__Work item__.
List each line of the data that contains the word "positive". Case counts.

__Dataset records__.

-------------------------

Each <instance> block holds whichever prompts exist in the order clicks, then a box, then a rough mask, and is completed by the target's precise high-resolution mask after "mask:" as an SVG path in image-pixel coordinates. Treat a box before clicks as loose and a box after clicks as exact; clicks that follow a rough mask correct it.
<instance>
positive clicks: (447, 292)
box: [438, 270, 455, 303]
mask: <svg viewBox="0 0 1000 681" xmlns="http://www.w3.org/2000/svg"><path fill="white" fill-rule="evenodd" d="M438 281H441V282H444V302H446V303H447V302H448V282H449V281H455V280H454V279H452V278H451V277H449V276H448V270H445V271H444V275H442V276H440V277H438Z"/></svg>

-------------------------

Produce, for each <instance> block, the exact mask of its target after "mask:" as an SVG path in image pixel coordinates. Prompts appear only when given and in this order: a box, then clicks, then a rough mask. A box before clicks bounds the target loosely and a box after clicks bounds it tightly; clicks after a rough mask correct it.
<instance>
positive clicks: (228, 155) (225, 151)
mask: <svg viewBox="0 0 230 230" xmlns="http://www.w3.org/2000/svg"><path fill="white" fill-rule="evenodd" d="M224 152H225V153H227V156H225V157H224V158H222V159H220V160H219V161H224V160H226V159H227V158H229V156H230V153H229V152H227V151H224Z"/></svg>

-------------------------

__The answer__.
positive clicks: (447, 292)
positive clicks: (228, 155) (225, 151)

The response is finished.